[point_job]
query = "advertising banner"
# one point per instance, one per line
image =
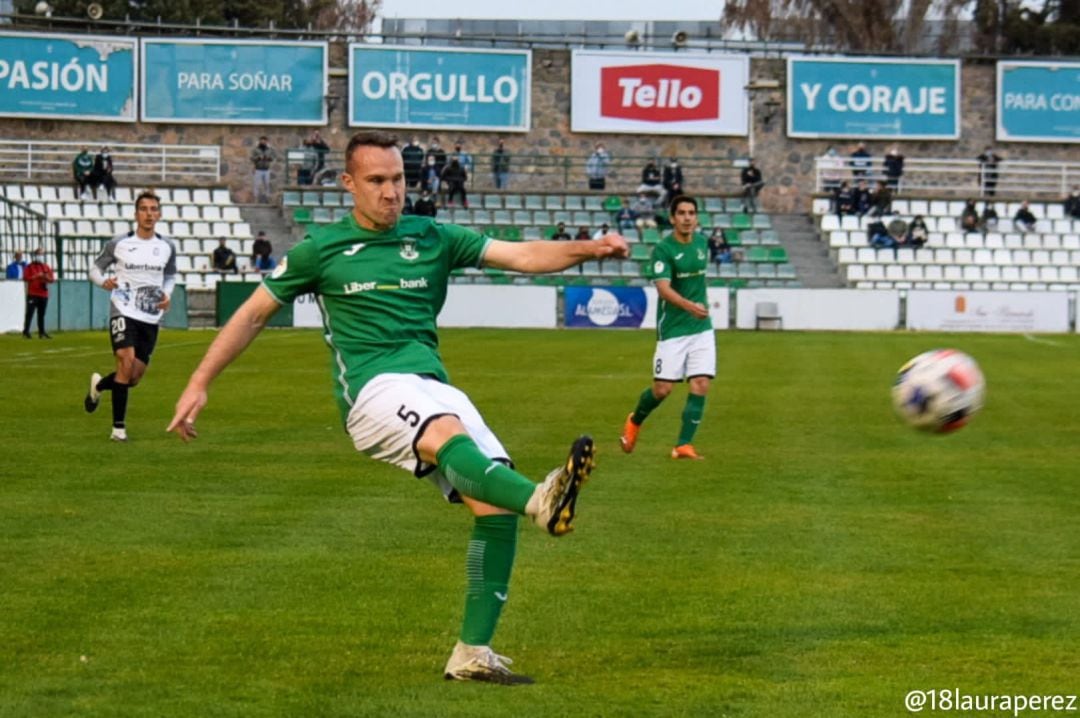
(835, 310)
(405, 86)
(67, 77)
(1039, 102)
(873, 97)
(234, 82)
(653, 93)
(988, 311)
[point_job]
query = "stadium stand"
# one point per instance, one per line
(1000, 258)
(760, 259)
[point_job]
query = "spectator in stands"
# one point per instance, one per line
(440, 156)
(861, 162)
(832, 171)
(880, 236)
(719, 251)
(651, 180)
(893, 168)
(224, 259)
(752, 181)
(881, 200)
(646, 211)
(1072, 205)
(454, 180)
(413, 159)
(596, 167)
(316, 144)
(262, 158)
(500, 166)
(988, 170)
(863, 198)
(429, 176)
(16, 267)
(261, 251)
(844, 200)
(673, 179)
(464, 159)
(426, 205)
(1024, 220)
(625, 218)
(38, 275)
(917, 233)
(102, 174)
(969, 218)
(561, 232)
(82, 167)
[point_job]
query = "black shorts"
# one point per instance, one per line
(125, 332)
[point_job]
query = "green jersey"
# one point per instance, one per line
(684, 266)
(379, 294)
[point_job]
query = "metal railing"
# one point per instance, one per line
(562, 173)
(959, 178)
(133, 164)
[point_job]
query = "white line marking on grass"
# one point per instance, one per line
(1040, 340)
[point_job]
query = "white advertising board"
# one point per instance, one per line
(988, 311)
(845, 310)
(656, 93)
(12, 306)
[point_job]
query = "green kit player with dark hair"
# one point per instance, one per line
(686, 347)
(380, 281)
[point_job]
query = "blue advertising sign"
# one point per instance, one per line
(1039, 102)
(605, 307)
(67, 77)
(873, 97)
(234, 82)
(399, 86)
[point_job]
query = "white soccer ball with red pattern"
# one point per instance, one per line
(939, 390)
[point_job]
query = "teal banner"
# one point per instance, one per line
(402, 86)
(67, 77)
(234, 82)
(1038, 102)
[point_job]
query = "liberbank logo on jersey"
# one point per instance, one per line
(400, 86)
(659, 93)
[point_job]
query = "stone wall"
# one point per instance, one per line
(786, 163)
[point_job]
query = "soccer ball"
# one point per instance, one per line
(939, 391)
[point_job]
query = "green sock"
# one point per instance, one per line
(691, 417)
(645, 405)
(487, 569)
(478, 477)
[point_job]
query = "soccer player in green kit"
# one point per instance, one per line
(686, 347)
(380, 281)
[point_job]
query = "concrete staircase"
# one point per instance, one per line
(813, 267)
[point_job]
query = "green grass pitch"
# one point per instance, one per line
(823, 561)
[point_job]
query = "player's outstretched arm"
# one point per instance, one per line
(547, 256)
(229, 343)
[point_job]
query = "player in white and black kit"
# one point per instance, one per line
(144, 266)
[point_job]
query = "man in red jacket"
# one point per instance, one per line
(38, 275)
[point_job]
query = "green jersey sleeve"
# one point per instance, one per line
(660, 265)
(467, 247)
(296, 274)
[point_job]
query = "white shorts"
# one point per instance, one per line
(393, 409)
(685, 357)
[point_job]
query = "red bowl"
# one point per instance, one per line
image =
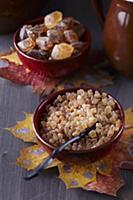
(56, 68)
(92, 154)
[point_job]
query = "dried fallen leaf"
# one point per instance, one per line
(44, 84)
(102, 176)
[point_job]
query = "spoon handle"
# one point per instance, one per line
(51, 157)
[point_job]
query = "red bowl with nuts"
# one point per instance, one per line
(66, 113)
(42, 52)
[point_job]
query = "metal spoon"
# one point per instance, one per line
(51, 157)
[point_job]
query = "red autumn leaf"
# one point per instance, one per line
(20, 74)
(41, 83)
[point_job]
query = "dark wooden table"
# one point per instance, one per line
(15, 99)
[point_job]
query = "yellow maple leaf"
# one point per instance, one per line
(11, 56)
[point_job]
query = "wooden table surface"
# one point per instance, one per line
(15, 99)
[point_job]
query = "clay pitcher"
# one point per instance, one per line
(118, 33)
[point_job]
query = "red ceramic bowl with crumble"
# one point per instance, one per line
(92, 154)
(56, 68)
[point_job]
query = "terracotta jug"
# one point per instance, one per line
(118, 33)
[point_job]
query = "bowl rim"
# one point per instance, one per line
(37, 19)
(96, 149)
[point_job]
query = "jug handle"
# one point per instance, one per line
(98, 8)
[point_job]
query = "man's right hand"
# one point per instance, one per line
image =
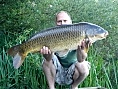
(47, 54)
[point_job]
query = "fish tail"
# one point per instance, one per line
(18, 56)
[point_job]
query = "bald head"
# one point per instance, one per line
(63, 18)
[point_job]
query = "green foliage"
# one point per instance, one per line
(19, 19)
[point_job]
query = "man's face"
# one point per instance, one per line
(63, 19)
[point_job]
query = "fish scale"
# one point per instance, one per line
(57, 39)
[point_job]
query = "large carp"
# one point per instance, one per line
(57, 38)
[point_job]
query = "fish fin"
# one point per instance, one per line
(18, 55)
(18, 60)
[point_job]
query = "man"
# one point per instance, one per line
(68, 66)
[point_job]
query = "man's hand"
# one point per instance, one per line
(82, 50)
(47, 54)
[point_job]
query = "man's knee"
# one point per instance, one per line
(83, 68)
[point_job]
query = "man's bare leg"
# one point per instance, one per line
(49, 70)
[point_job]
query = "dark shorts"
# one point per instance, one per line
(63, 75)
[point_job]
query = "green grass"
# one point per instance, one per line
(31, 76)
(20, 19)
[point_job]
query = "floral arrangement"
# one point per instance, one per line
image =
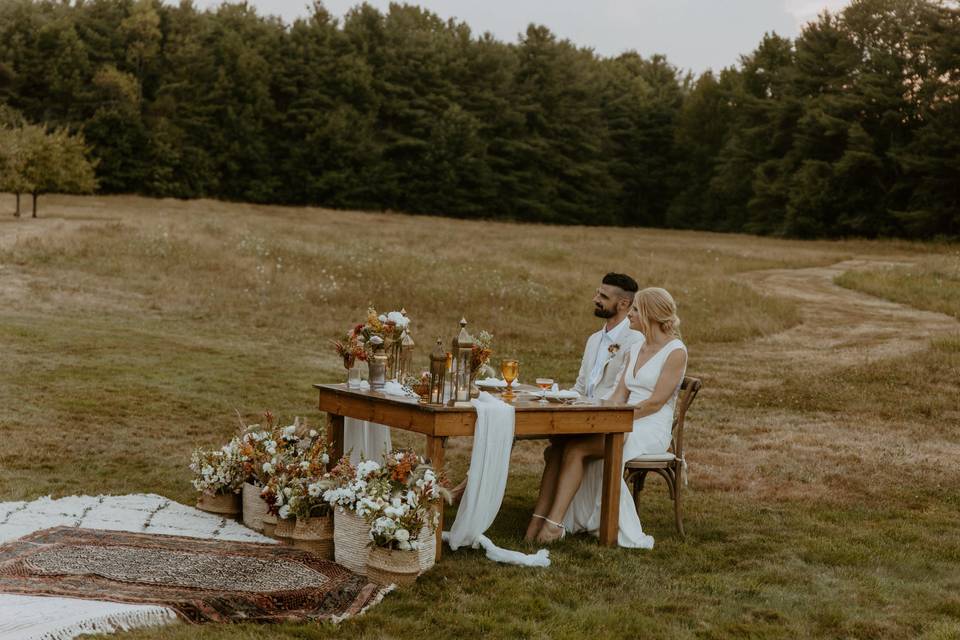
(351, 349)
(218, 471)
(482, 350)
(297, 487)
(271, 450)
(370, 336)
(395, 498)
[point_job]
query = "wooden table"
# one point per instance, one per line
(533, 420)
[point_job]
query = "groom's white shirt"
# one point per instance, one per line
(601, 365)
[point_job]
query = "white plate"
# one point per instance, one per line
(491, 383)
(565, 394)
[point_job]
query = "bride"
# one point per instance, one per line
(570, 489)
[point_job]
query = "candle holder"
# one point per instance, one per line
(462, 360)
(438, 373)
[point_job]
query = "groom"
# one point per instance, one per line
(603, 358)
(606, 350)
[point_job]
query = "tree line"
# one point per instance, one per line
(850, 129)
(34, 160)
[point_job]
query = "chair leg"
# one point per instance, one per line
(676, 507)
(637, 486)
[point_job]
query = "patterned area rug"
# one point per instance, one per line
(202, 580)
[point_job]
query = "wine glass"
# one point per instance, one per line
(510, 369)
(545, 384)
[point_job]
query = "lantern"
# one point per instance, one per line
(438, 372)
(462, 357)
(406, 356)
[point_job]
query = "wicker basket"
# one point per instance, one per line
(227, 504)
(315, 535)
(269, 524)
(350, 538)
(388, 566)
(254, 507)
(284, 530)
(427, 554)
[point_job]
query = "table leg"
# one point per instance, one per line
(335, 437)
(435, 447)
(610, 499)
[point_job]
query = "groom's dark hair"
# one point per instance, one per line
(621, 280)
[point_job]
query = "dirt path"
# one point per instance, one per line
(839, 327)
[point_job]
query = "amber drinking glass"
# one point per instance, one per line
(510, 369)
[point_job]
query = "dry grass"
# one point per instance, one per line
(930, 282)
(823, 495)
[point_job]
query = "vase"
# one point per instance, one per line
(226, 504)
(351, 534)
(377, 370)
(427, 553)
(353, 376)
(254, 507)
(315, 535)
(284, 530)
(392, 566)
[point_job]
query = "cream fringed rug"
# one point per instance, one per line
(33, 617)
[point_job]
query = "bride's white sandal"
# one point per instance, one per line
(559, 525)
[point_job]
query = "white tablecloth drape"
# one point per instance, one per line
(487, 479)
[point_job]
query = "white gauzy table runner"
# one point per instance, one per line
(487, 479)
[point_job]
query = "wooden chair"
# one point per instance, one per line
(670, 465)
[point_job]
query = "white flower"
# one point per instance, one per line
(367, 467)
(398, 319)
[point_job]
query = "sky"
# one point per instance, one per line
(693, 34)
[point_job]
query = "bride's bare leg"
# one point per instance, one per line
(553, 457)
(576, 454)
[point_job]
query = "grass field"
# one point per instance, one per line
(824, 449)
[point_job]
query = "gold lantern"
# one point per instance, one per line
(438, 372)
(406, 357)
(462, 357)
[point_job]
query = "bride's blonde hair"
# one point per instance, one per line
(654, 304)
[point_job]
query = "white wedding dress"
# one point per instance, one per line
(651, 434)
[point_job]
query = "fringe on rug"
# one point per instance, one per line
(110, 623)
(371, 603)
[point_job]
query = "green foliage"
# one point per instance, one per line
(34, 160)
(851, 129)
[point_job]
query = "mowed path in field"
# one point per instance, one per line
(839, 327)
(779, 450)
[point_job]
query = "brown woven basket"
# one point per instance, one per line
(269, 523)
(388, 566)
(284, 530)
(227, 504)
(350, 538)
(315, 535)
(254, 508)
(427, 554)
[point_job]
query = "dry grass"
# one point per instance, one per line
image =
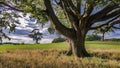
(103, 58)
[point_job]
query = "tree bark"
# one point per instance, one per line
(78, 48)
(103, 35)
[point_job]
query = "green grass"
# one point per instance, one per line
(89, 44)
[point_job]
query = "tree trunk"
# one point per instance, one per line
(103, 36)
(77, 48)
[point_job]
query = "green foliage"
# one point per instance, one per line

◇ ◇ ◇

→ Exercise description
What belongs in the answer is each line of the data that has the word "leaf".

→ Your solution
query = "dried fallen leaf"
query = "red autumn leaf"
query = "yellow maple leaf"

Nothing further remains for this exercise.